--- start Data to use ---

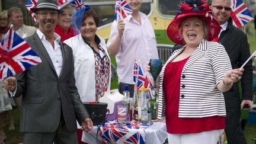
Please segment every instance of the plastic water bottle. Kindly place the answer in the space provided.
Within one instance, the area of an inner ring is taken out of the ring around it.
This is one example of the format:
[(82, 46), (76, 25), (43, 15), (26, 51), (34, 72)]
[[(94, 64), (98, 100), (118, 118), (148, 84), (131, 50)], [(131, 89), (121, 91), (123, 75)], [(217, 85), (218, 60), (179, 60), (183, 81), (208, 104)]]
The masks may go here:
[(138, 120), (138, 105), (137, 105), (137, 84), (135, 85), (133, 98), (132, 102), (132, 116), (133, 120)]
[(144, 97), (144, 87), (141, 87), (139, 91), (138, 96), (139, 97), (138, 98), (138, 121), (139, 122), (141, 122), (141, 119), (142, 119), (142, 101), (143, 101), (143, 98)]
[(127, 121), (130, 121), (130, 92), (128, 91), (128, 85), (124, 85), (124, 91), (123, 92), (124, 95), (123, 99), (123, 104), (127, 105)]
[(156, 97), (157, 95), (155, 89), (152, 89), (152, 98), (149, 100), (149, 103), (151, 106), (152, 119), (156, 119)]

--- end Data to use ---

(Problem to work on):
Can you reproduce, word for word, everything from the start of the rows through the line holding "116), (133, 120)]", with both ends included and the pictures left out?

(Reply to the exercise):
Please segment every instance of the plastic water bottle. Kindly place the answer in the space provided.
Within one instance, the area of an inner ring is taken out of the ring around it.
This is one example of the format:
[(82, 46), (76, 25), (43, 15), (26, 51), (34, 72)]
[[(94, 64), (98, 100), (118, 118), (148, 84), (131, 50)], [(131, 89), (121, 91), (123, 75)], [(217, 85), (218, 60), (179, 60), (183, 81), (208, 104)]]
The masks may go here:
[(138, 120), (138, 105), (137, 105), (137, 84), (135, 85), (133, 98), (132, 102), (132, 116), (133, 120)]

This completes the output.